[Stored items]
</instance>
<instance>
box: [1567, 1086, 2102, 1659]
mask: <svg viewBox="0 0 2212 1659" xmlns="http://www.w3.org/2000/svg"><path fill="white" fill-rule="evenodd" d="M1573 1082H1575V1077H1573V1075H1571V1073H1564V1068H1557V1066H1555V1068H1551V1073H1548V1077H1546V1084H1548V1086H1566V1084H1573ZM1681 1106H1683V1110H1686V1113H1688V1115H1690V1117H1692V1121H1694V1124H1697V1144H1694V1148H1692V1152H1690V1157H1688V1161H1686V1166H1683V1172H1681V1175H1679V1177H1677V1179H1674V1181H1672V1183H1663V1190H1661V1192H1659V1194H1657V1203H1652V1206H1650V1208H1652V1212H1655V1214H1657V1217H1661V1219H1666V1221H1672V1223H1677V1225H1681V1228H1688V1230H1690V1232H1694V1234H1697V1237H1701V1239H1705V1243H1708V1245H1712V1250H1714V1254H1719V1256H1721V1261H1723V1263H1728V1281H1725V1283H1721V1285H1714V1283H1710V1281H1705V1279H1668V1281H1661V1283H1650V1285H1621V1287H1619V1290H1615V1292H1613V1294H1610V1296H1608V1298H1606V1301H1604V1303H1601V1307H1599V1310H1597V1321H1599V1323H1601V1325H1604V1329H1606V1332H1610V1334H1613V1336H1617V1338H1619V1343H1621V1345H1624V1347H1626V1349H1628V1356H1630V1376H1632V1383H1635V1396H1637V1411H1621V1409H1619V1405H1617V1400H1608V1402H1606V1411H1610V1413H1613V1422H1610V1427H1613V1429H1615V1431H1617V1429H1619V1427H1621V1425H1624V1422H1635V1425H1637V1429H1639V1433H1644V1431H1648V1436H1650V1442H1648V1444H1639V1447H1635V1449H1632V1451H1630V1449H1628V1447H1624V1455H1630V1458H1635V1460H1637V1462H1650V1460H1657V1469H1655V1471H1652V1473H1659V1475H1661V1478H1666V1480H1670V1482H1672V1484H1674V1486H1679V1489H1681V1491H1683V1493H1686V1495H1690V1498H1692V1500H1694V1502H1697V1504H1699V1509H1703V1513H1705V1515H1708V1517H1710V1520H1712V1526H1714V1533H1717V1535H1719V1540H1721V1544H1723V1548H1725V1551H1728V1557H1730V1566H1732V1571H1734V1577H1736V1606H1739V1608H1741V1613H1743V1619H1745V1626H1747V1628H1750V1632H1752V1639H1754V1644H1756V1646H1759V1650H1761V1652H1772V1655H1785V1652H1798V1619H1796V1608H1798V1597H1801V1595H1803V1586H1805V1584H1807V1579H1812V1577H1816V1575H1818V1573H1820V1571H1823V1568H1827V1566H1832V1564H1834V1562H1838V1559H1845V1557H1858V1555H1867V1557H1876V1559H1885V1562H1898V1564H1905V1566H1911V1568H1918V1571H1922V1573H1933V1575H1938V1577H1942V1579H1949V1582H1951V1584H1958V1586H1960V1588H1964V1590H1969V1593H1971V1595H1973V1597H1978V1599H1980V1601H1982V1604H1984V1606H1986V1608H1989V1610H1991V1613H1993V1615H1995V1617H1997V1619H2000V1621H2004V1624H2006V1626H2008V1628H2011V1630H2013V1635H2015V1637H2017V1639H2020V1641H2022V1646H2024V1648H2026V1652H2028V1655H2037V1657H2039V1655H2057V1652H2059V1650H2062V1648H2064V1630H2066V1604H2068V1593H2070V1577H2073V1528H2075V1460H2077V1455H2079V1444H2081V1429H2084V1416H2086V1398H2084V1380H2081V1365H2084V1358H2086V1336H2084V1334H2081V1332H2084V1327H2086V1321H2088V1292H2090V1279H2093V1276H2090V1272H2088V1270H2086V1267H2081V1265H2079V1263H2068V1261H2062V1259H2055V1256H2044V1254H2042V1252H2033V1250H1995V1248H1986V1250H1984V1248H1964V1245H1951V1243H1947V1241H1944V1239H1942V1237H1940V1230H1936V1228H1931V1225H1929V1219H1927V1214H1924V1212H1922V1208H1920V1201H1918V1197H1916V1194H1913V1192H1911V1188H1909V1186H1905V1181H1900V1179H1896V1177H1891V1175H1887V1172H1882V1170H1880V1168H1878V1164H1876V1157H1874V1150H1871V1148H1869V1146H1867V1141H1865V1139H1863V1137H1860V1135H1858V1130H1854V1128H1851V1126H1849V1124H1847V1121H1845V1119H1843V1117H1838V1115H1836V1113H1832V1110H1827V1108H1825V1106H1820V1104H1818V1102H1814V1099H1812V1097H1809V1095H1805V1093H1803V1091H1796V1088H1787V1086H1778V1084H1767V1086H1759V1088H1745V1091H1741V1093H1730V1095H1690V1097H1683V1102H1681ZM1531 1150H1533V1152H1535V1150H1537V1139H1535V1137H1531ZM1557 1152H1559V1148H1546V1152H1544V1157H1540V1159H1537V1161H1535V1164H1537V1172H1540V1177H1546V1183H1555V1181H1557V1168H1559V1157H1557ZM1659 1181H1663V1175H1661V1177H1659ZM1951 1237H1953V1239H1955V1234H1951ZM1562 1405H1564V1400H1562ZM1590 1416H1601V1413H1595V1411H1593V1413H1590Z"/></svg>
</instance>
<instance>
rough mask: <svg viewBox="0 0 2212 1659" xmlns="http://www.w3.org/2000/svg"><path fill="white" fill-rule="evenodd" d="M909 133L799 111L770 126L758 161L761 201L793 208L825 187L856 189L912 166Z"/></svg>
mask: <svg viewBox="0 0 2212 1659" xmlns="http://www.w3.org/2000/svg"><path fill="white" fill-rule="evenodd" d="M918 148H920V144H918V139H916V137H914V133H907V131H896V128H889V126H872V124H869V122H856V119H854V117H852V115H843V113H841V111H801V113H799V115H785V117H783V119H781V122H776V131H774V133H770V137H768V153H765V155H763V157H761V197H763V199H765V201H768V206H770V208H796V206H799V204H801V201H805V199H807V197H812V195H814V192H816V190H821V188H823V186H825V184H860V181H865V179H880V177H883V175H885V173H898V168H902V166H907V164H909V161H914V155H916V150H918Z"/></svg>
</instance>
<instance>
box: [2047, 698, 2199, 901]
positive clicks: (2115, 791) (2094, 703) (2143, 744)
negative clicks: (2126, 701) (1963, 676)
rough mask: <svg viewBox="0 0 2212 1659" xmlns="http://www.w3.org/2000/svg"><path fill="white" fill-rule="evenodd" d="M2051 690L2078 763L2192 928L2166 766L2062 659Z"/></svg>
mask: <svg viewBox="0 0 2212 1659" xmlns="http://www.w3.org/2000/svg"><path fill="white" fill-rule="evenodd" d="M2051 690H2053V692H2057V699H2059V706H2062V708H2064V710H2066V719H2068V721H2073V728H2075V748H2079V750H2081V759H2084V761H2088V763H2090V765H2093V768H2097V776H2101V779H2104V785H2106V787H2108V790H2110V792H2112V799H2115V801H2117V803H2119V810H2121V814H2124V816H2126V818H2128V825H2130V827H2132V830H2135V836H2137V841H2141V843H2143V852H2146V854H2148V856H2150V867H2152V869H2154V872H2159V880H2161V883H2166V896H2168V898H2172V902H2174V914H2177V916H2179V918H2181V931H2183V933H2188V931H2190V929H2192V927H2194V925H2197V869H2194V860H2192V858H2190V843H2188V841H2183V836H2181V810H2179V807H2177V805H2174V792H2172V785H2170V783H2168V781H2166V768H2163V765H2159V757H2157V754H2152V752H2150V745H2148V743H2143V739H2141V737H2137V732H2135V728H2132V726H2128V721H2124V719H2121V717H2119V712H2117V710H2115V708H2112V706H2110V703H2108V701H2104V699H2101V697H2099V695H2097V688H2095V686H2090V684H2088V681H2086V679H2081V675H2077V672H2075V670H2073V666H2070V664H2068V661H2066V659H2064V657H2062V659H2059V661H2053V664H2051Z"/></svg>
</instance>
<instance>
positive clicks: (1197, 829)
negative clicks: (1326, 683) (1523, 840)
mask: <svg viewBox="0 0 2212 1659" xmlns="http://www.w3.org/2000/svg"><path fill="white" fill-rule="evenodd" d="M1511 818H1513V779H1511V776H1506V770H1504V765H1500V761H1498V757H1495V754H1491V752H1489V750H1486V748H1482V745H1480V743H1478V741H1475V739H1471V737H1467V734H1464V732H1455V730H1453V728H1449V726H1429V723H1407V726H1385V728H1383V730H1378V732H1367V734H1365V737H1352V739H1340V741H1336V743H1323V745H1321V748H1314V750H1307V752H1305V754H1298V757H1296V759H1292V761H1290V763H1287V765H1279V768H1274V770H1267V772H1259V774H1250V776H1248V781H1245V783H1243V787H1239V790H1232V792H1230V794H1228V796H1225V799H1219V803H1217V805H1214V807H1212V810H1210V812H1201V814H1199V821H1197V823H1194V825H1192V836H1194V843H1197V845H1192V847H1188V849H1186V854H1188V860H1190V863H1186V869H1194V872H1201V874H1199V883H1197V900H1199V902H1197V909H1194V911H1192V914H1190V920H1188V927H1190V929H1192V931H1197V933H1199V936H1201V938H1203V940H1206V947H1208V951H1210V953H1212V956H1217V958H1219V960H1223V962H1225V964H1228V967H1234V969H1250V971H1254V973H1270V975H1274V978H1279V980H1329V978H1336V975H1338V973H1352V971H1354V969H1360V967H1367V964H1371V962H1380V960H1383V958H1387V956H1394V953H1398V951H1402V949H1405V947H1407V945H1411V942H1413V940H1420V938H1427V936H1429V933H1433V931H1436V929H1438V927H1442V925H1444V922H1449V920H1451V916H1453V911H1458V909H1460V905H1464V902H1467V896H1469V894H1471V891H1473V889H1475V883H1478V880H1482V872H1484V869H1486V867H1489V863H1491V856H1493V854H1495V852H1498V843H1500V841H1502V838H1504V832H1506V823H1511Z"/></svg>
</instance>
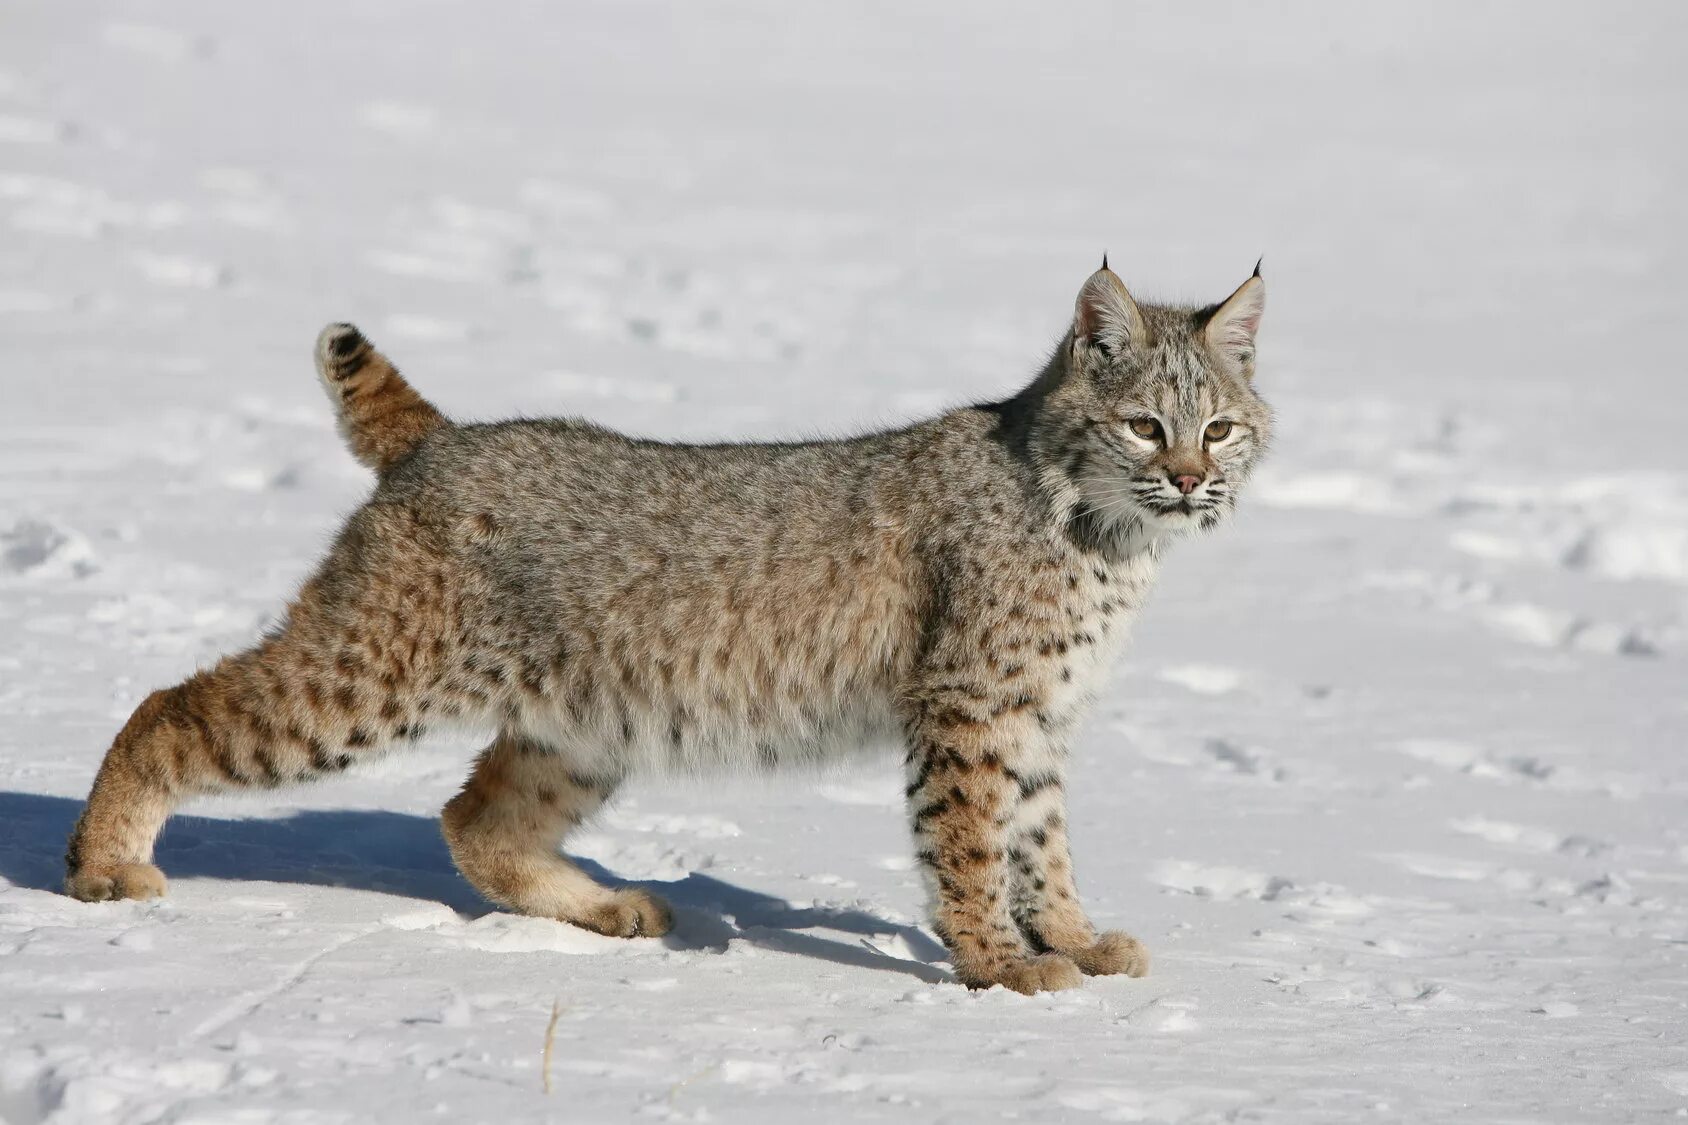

# Problem statement
Using the records above, copy all lines that include the word "clicks".

# Task result
positive clicks: (2115, 791) (2094, 703) (2143, 744)
negative clicks: (2126, 701) (1963, 676)
positive clicks: (1197, 829)
negative clicks: (1326, 683) (1523, 840)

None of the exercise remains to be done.